◆ **WHAT YOU WILL DO**
Set out the lines below as a numbered list, omitting any blank lines.
--- BEGIN INPUT FOR THIS TASK ---
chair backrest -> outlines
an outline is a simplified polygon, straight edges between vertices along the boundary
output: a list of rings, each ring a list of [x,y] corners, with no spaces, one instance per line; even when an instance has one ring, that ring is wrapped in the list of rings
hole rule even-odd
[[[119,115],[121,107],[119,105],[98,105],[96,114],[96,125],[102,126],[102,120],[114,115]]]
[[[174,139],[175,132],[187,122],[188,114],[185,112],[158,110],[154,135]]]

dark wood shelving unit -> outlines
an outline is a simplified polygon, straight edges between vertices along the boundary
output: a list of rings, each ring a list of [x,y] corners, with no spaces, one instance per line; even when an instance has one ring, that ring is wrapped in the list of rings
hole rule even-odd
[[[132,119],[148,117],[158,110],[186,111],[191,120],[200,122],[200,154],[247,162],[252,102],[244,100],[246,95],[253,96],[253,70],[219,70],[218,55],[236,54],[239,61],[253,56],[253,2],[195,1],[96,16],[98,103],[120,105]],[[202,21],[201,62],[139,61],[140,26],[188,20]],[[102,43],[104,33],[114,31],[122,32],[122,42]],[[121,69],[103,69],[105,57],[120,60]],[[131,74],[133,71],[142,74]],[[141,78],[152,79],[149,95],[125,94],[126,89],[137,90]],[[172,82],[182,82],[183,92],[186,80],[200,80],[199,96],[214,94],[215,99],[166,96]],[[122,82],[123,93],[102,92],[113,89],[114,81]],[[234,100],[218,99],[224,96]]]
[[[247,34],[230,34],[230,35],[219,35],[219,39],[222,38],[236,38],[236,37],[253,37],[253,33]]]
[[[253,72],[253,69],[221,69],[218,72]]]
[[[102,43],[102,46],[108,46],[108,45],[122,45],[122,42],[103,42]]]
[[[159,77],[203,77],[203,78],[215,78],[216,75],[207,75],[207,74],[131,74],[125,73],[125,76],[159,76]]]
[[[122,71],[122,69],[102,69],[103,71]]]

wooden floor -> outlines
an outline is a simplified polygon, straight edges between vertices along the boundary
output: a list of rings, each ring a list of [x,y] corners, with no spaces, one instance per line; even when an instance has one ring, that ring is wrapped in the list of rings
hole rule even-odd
--- END INPUT FOR THIS TASK ---
◆ **FULL RESPONSE**
1. chair backrest -> outlines
2. an outline is a simplified polygon, straight edges between vertices along the boundary
3. output: a list of rings, each ring a list of [x,y] corners, with no spaces, one instance per line; even when an instance has one ring, that ring is wrapped in the list of rings
4. hole rule even-odd
5. [[[119,115],[121,107],[119,105],[98,105],[96,114],[96,125],[102,126],[102,120],[114,115]]]
6. [[[174,139],[175,132],[187,122],[188,114],[185,112],[158,110],[154,135]]]
7. dark wood shelving unit -> outlines
8. an outline is a simplified polygon, straight edges between vertices along the boundary
9. output: a list of rings, each ring a list of [x,y] corners, with no spaces, one instance per line; even when an instance has one ring, that ring is wrapped in the list of rings
10. hole rule even-odd
11. [[[132,119],[148,117],[158,110],[186,111],[191,120],[200,122],[200,154],[247,162],[252,102],[244,100],[246,95],[253,96],[253,70],[219,70],[218,55],[236,54],[239,61],[253,56],[253,2],[195,1],[96,16],[98,103],[120,105]],[[202,21],[201,62],[139,61],[140,26],[188,20]],[[102,43],[104,33],[114,31],[122,32],[122,42]],[[121,69],[103,69],[105,57],[120,60]],[[131,74],[133,71],[142,74]],[[141,78],[152,79],[149,95],[125,94],[126,89],[137,90]],[[172,82],[182,82],[183,92],[186,80],[200,80],[199,96],[214,94],[215,99],[166,96]],[[122,82],[123,93],[102,92],[113,89],[114,81]],[[234,100],[218,99],[224,96]]]
12. [[[247,34],[230,34],[230,35],[219,35],[219,39],[222,38],[236,38],[236,37],[253,37],[253,33]]]
13. [[[253,72],[253,69],[221,69],[218,72]]]
14. [[[102,43],[102,46],[108,46],[108,45],[122,45],[122,42],[103,42]]]
15. [[[159,77],[203,77],[203,78],[215,78],[216,75],[207,75],[207,74],[131,74],[125,73],[125,76],[159,76]]]
16. [[[122,71],[122,69],[102,69],[103,71]]]
17. wooden floor -> outlines
18. an outline is a simplified polygon, straight edges between vertices along the boundary
19. output: a list of rings, each ring a list of [x,y] corners, with no spaces, one instance per line; even when an instance has one ring, that ring is wrapped in the list of rings
20. hole rule even-odd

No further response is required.